# [Your task]
Reproduce the material from the line containing "TARGET = window of house" through the end of the material, inclusive, substituting "pin" for "marker" and leaving everything else unchanged.

# [Record excerpts]
● ● ● ●

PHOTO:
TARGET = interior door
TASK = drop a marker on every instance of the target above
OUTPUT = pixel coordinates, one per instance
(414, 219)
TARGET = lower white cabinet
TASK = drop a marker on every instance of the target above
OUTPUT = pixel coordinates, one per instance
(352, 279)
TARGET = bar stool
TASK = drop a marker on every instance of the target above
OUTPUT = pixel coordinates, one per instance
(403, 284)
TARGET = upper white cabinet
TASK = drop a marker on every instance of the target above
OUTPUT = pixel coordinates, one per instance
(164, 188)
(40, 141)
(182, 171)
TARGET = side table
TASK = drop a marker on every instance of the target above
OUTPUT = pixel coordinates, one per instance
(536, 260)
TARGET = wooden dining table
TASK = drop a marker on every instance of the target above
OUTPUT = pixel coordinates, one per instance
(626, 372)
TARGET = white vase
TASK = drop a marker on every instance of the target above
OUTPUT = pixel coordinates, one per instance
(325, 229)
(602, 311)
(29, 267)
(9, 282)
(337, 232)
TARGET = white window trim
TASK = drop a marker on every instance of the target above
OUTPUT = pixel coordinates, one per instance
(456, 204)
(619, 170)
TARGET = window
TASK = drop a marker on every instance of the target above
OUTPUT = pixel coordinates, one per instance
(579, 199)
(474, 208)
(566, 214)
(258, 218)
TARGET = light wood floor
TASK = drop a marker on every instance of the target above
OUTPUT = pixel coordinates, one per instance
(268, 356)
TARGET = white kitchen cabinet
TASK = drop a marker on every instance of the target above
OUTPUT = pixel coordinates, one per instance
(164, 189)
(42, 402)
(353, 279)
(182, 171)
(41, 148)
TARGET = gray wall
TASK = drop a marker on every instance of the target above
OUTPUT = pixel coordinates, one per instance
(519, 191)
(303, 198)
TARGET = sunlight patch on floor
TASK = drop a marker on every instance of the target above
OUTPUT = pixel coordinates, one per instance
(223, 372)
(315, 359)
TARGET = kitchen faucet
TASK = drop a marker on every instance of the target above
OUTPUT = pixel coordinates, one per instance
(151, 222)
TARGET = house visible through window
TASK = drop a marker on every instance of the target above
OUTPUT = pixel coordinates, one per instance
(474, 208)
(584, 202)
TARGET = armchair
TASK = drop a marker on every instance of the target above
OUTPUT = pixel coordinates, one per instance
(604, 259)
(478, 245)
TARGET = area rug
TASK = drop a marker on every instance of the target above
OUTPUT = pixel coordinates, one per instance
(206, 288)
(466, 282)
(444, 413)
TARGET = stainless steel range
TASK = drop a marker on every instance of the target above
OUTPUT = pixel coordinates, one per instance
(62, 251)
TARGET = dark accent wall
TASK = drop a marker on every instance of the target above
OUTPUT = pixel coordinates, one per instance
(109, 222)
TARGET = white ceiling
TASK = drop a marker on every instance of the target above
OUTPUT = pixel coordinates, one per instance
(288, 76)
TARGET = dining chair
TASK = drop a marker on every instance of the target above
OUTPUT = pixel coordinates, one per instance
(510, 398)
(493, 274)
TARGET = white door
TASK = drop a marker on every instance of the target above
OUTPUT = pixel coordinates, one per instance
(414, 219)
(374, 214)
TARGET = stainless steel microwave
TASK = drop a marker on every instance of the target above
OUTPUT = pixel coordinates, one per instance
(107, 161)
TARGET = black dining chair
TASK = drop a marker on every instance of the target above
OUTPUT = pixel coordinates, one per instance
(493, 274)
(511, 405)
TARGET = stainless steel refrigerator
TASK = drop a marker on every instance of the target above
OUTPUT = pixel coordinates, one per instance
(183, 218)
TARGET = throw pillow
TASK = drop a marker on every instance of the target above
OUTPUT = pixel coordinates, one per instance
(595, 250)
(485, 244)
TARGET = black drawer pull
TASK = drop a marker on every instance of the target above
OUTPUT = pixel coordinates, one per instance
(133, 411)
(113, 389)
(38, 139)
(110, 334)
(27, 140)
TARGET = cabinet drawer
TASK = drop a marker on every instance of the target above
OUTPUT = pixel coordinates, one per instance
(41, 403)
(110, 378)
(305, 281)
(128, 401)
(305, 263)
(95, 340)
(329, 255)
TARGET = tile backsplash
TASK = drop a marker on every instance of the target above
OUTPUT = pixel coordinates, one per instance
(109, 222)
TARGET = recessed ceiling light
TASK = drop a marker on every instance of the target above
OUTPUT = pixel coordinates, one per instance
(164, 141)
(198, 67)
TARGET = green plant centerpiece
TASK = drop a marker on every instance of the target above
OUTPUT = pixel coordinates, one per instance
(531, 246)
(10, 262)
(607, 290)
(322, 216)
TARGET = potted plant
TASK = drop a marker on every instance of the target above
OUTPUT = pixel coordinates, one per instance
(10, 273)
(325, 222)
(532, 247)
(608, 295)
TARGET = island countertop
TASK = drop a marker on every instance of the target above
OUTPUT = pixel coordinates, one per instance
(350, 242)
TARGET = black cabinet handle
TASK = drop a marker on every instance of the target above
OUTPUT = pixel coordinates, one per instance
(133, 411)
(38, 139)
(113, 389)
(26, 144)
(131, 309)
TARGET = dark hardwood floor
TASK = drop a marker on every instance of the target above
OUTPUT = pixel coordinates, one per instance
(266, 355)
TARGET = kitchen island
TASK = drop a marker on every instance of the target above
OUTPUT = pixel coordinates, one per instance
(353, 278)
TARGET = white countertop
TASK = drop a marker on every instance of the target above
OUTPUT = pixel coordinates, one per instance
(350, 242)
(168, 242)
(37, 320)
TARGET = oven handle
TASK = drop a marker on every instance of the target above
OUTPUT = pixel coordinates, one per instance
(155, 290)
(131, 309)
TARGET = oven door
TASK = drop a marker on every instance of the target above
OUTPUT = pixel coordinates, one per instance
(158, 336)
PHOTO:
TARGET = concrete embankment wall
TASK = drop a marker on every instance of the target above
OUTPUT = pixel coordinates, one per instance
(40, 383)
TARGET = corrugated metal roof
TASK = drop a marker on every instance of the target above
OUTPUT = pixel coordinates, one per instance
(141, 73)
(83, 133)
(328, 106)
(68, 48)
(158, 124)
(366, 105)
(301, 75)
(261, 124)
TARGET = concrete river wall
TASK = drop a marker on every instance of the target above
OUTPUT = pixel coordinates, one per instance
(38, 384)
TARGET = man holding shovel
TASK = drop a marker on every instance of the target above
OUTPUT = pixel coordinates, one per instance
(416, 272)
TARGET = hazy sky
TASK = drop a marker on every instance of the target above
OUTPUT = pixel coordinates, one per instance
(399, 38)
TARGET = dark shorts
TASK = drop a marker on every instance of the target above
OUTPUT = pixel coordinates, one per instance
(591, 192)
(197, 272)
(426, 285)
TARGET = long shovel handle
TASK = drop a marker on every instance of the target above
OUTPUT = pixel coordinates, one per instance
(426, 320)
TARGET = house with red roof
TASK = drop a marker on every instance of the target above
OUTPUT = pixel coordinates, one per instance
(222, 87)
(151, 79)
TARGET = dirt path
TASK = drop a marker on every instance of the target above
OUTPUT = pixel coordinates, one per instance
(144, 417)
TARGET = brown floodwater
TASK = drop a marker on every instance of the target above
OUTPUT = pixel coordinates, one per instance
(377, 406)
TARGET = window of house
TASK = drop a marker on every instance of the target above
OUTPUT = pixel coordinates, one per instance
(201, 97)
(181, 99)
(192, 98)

● ● ● ●

# [Written answer]
TARGET = window of house
TASK = drop a pin on every instance of the target above
OUTPUT = pixel coordinates, one per instance
(201, 97)
(181, 99)
(192, 98)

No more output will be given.